## TASK DESCRIPTION
Answer these questions from the text on health care in India:
(a) How many organizations won the 2013 Skoll Awards for Social Entrepreneurship?
(b) What percentage of World Health Partners' TB patients are in the poorest two quintiles of Indian society?
(c) What does "ASHA" mean in English?

In my visits to World Health Partners, I have been particularly impressed by how its managers understand the structure and incentives of the existing Indian health system, including heavy reliance on informal providers. They have created programs that work to harness this existing system toward improved health, while also employing new technologies, such as telemedicine, to ensure proper oversight.
The organization has reported impressive results. Patients travel half the distance to see a World Health Partner provider when compared to other private providers (doctors are often not present at government facilities). TB treatment with World Health Partners costs patients—80% of whom are in the poorest two quintiles of Indian society—one-third of the standard price charged by the private sector.
World Health Partners was one of six organizations to win the 2013 Skoll Awards for Social Entrepreneurship. This video shows the program in action.
In Delhi, quack medical practitioners often dispense misdiagnosis and sub-standard treatment. Unfortunately, many TB patients never make it to government clinics with inconvenient hours and poor service. Operation ASHA (“hope” in English) establishes TB treatment centers in existing community locales, such as homes, shops, temples, and health clinics, and trains residents (often former patients) to become TB health workers. Their job is to identify and educate patients and, most importantly, ensure adherence to the drug regimen.

## PROVIDED MATERIAL

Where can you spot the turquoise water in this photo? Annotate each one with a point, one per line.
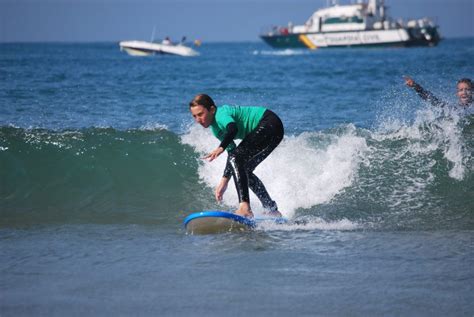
(100, 164)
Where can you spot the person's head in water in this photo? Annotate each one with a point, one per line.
(464, 91)
(203, 109)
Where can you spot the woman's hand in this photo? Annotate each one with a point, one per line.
(221, 188)
(214, 154)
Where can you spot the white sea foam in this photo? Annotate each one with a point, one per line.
(311, 225)
(153, 126)
(433, 130)
(302, 172)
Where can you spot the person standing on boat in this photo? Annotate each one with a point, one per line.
(464, 94)
(260, 129)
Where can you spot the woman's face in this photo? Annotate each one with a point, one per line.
(464, 93)
(203, 116)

## WRITTEN SOLUTION
(a) Six
(b) 80%
(c) Hope